> Tarefas
A - Copie fielmente, do trecho sobre o indulto no Chile, a passagem que começa em "Uma proposta da" e prossegue até "políticos do país.".
B - Indique se cada afirmação a seguir está de acordo com o trecho sobre o indulto no Chile, respondendo sim ou não e citando literalmente as palavras do trecho que decidem a questão: (i) a proposta da Igreja Católica deixa os violadores dos direitos humanos fora do benefício; (ii) a lei de indulto geral de 2000 beneficiou pessoas acusadas de assassinato; (iii) o pai de Michelle Bachelet faleceu em 1975.

Uma proposta da Igreja Católica chilena, que prevê o indulto a réus maiores de 70 anos, doentes terminais e mulheres com filhos, envolvidos em crimes durante a ditadura, virou tema de debate no Chile. A proposta eclesiástica – feita por ocasião do bicentenário da independência, em 2010 – deixa de fora do benefício os violadores dos direitos humanos, o que aumenta a tensão entre os diversos setores políticos do país.
Embora não tenha apresentado uma proposta concreta, a Igreja Católica defende a reedição da lei de indulto geral de 2000 que, por ocasião do jubileu, beneficiou pessoas que haviam cometido delitos menores, excluindo portanto as acusadas de assassinato.
A própria presidente Michelle Bachelet mostrou-se aberta a discutir e “contemplar com espírito amplo” a possibilidade de beneficiar militares da reserva envolvidos no regime ditatorial de Augusto Pinochet (1973-1990). A postura é compartilhada pela direita, citando a igualdade perante a lei, o que motiva preocupação entre os órgãos de defesa dos direitos humanos.
Ciente das sensibilidades que o tema desperta, a própria Bachelet suavizou suas declarações, advertindo que elas não podem ser tiradas do contexto, já que encomendou à sua equipe ministerial uma análise comparada de diversos modelos de indulto, na perspectiva de propor uma reforma que limite a autoridade do chefe de Estado.
A presidente chilena e sua família foram vítimas diretas da ditadura. O pai, o general Alberto Bachelet, faleceu devido à tortura em 1974 no Cárcere Público de Santiago e Michelle e a mãe foram presas e torturadas em 1975.
Confusão deliberada
A ministra de governo, Carolina Tohá, foi clara ao explicar que não haverá uma lei geral de indulto que beneficie militares processados em casos de abuso dos direitos humanos.
“Nunca esteve em pauta incluir delitos graves, já que, por sua condição de gravidade e porque há vidas envolvidas, é preciso considerar estes casos um a um. Levar ao centro do tema pessoas condenadas por abusos dos direitos humanos, que além disso cumpriram, na grande maioria, pouquíssimo tempo da pena, é deixar de compreender a lógica tradicional deste debate”, argumentou Tohá.

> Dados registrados
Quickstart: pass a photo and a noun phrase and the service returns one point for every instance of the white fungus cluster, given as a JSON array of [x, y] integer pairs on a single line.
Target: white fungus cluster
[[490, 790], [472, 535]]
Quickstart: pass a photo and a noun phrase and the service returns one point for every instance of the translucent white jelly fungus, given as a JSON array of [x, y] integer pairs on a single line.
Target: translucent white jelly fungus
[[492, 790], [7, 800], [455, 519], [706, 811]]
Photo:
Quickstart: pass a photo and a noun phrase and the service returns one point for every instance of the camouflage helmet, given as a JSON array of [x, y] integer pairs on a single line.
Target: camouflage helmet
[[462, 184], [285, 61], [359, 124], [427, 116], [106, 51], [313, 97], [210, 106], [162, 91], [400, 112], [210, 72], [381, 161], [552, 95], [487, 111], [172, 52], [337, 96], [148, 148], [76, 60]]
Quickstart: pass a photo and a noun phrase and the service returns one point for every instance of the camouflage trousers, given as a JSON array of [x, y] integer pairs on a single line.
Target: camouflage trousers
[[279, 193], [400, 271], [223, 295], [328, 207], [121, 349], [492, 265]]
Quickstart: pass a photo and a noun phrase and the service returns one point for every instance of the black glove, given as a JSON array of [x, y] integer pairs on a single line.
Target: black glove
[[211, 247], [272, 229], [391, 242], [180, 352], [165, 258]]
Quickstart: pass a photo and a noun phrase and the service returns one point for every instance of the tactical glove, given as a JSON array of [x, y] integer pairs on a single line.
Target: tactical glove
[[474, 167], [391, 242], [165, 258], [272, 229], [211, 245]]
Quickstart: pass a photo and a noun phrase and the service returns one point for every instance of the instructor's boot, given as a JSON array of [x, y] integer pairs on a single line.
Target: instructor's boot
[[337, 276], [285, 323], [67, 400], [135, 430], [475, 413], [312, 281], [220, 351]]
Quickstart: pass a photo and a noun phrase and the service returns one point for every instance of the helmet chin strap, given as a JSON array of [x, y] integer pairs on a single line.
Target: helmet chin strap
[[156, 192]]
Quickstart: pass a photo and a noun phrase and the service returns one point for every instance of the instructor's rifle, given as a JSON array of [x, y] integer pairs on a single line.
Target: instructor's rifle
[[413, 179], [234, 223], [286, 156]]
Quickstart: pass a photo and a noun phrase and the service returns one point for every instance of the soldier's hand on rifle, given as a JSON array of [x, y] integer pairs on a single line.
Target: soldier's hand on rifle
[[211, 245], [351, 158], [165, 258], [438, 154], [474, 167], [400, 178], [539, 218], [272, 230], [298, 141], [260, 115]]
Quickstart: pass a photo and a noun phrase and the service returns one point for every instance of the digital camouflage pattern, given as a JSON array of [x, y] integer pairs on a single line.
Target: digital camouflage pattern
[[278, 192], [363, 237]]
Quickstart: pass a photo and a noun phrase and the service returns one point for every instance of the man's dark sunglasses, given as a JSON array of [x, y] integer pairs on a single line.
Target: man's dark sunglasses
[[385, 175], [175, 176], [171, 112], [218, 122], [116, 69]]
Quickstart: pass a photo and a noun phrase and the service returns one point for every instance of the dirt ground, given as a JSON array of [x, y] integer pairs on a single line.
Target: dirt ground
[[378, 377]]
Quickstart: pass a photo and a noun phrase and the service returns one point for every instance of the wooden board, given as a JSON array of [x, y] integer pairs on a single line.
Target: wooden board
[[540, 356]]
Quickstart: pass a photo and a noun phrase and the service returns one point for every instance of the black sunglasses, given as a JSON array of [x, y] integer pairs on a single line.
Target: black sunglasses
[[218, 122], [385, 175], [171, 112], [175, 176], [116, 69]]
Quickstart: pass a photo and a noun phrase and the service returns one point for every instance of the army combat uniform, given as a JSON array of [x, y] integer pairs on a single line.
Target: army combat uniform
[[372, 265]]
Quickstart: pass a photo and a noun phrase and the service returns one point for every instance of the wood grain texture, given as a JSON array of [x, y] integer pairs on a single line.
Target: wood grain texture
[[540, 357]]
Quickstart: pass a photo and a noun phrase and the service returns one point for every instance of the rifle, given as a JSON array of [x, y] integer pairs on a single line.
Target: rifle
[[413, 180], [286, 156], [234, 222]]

> Lista de soluções
A -
Uma proposta da Igreja Católica chilena, que prevê o indulto a réus maiores de 70 anos, doentes terminais e mulheres com filhos, envolvidos em crimes durante a ditadura, virou tema de debate no Chile. A proposta eclesiástica – feita por ocasião do bicentenário da independência, em 2010 – deixa de fora do benefício os violadores dos direitos humanos, o que aumenta a tensão entre os diversos setores políticos do país.

B -
(i) Sim: "deixa de fora do benefício os violadores dos direitos humanos".
(ii) Não: "excluindo portanto as acusadas de assassinato".
(iii) Não: "faleceu devido à tortura em 1974".